(Excerpted passage Opens)

The Hutter Prize should replace the Turing test in the machine learning zeitgeist if not the popular mind. That it hasn’t done so is symptomatic of “The dog ate my homework!” mentality of the machine learning world specifically and the philosophy of natural science, epistemology and ontology generally.
As the guy who originally suggested the compression prize idea to Marcus back in 2005 there are a few pitfalls here that I’ve mentioned before but that bear repeating:
Algorithmic Information Theory is the general field of study arising from Kolmogorov Complexity, upon which Solomonoff Induction, Algorithmic Probability Theory and Minimum Description Length Principle are founded. Indeed, the later 3 are practically synonymous. Algorithmic Information Theory is probably the keyphrase entry point for people. Its essence can be distilled down to the idea that a “bit” of information must be considered a bit in a machine language program: The smallest possible executable archive of a dataset of observations. The shortest such program has a length in bits. That length is the Kolmogorov Complexity of the data and the program itself comprises the data’s Algorithmic Information. Discovering the Algorithmic Information of a set of observations is Solomonoff Induction.

(Excerpted passage Closes)

Your instructions
In the passage on the Hutter Prize, what is the Kolmogorov Complexity of a set of data? The listing isn't needed for this.

(Dataset content Opens)

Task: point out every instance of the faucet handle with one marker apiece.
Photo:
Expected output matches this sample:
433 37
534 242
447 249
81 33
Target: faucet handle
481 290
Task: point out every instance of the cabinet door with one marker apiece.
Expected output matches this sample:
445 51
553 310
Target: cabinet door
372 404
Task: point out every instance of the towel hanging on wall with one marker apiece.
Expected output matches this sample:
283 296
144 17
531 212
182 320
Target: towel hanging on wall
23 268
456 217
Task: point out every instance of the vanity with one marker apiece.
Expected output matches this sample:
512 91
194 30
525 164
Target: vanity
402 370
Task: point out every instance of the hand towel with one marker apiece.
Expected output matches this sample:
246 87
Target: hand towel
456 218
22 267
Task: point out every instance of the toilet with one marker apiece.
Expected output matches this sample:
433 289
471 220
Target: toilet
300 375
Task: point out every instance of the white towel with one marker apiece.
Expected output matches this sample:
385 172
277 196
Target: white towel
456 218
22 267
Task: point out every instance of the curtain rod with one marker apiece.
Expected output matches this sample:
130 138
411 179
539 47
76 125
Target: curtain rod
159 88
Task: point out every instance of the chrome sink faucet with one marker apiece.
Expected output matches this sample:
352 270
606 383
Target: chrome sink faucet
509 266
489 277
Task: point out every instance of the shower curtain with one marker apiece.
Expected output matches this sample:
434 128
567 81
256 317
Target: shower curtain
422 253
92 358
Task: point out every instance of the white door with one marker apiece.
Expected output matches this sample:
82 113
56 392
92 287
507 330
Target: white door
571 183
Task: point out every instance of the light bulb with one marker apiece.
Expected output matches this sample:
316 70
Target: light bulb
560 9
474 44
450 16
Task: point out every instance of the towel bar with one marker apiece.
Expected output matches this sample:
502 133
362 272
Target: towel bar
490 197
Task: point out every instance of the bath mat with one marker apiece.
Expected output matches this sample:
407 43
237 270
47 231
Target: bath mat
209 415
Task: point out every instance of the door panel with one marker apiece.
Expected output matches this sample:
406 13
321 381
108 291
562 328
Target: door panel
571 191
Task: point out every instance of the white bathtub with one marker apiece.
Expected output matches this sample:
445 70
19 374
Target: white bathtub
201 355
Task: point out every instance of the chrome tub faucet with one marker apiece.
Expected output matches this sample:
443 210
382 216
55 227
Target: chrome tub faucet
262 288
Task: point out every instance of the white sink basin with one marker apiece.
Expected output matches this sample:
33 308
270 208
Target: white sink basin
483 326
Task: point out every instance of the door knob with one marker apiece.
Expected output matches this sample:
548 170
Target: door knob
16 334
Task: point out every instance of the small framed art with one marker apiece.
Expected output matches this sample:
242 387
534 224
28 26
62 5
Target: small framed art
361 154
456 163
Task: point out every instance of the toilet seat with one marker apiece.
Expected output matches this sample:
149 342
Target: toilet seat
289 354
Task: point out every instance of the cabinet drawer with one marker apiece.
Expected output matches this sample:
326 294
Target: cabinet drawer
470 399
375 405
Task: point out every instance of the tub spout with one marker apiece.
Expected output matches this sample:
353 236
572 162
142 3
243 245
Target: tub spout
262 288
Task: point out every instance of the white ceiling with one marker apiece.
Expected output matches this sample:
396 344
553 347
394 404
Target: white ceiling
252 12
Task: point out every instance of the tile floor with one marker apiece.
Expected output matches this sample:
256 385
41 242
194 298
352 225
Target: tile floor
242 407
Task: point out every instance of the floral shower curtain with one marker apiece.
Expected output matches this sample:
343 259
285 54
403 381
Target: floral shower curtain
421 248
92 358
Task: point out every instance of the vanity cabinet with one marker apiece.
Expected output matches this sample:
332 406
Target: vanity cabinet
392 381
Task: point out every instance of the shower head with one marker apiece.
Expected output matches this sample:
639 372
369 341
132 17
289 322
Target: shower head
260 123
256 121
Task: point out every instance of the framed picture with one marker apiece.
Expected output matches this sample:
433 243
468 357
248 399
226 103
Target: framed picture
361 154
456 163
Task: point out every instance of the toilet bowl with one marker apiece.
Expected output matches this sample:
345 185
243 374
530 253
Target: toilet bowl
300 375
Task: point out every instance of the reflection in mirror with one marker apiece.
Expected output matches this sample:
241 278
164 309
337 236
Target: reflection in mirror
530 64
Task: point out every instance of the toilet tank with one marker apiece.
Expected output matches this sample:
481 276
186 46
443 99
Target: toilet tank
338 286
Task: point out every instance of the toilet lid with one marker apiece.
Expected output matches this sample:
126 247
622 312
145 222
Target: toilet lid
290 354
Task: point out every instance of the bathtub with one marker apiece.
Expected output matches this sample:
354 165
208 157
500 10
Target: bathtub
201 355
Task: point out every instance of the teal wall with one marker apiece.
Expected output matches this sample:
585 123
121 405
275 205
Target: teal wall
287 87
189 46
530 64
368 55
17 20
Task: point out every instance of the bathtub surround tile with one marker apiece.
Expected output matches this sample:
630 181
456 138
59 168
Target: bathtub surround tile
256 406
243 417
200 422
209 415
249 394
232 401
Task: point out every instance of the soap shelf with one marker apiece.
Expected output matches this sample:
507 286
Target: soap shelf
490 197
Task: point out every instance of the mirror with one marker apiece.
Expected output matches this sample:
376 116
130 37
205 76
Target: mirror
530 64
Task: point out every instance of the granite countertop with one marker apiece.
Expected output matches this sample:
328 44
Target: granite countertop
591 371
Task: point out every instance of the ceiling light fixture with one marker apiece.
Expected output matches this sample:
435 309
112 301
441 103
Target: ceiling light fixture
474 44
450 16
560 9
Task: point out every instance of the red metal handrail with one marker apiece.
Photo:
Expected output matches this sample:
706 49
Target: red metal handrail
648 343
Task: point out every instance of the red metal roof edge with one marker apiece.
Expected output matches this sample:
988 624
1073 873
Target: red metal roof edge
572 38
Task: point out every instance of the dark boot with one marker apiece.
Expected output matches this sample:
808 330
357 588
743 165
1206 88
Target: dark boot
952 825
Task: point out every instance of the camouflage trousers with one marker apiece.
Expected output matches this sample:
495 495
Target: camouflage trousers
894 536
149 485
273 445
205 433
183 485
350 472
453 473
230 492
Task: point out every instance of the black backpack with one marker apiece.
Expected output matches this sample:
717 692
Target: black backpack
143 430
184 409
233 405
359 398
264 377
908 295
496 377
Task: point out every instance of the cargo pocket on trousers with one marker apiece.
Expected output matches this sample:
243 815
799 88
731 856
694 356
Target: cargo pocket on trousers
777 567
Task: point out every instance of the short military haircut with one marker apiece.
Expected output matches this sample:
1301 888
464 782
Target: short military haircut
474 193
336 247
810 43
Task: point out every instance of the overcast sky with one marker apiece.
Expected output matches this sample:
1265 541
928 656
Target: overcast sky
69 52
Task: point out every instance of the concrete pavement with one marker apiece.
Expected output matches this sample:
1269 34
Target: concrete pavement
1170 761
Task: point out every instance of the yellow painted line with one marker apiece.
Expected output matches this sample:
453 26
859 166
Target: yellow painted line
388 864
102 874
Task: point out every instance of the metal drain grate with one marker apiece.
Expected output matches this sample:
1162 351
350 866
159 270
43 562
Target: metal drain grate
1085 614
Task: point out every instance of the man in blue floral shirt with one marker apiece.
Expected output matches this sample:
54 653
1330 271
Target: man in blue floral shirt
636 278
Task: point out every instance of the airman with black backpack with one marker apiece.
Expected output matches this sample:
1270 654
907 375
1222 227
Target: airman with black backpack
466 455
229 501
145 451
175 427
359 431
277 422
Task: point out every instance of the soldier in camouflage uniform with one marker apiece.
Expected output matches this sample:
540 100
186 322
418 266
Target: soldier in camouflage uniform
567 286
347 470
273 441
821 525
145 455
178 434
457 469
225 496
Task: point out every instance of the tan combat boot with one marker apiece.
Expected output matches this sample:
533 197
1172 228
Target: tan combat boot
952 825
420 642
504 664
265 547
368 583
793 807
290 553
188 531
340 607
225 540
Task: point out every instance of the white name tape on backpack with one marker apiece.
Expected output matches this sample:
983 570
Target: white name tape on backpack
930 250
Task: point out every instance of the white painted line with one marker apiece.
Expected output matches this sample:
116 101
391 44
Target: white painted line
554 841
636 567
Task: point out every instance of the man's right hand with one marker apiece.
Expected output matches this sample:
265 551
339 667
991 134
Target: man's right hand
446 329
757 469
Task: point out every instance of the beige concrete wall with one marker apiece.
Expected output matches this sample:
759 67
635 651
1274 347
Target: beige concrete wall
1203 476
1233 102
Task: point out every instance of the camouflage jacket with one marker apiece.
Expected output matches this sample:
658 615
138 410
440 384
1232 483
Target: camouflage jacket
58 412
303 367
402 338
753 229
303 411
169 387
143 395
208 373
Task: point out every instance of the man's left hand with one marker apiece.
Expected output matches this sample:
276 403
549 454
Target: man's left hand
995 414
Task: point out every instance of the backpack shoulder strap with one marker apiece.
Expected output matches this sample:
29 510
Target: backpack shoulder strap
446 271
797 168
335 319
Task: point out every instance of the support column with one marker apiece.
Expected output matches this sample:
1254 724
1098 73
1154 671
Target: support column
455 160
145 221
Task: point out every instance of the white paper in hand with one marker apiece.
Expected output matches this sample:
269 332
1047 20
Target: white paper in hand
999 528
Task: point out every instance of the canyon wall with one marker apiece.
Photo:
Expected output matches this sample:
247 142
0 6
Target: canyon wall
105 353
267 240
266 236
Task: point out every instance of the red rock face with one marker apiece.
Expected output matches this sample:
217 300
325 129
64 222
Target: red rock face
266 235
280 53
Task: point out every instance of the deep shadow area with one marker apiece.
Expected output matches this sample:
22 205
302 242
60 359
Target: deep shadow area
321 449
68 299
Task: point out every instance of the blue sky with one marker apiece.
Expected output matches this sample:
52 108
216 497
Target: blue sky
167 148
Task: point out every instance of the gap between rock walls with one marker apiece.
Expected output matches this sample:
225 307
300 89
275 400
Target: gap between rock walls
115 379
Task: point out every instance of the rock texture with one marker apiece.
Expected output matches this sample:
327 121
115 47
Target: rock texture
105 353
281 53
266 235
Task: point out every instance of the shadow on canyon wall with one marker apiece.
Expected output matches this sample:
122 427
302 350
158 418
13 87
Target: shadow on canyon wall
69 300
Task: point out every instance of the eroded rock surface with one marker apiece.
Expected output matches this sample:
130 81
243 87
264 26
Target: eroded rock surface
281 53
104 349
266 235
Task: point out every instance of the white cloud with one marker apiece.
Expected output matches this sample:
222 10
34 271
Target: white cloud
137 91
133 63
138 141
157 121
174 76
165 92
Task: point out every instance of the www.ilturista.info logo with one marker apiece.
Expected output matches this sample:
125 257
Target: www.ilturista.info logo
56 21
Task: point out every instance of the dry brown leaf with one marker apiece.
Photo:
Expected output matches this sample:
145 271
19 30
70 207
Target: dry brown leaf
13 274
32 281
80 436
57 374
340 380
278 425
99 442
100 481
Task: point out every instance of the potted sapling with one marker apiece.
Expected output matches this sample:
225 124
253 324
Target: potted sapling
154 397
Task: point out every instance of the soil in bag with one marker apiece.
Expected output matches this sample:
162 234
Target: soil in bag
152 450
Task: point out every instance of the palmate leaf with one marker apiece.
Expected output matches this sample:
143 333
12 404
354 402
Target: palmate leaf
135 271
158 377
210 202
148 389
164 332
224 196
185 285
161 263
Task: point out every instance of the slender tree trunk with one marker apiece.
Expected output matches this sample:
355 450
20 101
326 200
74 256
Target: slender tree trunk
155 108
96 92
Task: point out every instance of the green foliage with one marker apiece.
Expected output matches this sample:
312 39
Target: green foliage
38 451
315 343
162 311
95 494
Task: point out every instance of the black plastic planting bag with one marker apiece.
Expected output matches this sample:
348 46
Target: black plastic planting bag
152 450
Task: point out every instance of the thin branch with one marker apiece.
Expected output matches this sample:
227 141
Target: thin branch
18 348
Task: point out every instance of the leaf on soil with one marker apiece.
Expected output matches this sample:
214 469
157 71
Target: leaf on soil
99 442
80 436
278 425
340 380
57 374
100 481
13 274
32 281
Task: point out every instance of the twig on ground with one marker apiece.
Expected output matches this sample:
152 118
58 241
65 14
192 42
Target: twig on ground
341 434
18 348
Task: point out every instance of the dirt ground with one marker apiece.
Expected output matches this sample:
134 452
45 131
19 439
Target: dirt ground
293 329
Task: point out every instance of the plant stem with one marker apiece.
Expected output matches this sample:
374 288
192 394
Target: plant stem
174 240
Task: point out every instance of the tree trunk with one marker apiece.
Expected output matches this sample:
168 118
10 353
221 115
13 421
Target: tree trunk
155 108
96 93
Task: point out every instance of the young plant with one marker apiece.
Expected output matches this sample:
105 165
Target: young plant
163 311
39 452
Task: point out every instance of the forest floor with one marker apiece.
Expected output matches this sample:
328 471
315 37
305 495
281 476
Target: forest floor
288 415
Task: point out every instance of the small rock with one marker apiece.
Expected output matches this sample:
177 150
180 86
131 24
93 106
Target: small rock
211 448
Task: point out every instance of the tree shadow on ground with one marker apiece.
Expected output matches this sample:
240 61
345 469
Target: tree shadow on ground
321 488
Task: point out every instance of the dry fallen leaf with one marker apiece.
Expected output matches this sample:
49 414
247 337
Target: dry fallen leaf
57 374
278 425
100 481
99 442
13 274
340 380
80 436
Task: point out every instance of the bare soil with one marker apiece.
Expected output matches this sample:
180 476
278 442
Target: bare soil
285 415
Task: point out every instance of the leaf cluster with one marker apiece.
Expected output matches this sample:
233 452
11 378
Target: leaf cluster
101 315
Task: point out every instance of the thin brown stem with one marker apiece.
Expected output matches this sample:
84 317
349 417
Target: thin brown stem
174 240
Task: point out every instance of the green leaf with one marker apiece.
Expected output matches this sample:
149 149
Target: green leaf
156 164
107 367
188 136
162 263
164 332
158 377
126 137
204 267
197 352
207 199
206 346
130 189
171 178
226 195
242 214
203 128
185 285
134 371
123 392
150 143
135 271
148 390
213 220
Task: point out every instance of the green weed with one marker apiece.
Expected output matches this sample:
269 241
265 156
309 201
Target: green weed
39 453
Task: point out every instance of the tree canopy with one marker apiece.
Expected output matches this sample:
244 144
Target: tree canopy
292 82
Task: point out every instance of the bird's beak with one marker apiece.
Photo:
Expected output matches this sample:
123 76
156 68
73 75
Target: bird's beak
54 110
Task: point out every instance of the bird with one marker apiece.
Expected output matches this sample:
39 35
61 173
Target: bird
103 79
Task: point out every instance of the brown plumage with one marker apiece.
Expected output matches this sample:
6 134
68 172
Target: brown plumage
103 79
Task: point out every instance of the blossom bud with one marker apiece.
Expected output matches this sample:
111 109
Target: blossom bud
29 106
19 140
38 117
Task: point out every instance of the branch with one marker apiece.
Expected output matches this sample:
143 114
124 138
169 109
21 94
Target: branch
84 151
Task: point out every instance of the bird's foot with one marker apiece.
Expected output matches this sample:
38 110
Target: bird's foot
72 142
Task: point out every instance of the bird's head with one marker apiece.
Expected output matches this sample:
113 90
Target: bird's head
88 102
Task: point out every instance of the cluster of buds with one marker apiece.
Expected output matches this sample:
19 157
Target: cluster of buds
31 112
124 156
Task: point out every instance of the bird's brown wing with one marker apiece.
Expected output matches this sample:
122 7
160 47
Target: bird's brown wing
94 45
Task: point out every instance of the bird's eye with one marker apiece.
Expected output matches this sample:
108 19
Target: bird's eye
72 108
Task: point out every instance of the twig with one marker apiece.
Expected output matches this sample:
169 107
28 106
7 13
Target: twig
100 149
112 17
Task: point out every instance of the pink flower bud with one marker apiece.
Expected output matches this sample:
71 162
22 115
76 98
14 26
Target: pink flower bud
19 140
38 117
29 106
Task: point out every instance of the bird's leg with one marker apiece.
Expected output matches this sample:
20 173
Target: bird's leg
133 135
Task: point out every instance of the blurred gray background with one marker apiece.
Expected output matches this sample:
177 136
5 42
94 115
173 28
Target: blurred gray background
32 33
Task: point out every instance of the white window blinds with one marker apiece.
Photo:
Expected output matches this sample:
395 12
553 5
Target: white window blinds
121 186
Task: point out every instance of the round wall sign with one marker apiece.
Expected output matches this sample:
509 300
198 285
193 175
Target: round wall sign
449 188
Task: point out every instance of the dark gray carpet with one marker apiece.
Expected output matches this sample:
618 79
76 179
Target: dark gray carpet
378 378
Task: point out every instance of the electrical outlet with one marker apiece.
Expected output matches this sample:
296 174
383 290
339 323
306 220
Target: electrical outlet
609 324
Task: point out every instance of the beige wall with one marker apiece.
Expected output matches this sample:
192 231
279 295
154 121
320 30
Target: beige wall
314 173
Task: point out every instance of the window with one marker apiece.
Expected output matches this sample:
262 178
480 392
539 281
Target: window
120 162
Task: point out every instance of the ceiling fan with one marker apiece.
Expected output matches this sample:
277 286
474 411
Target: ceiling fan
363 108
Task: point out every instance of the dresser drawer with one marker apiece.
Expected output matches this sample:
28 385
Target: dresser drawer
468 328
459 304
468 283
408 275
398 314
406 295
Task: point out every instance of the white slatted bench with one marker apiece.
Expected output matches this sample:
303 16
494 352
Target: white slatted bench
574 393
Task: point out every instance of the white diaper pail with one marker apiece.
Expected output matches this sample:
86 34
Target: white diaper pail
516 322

(Dataset content Closes)

Exercise result
It is the length in bits of the shortest machine language program that is an executable archive of that data.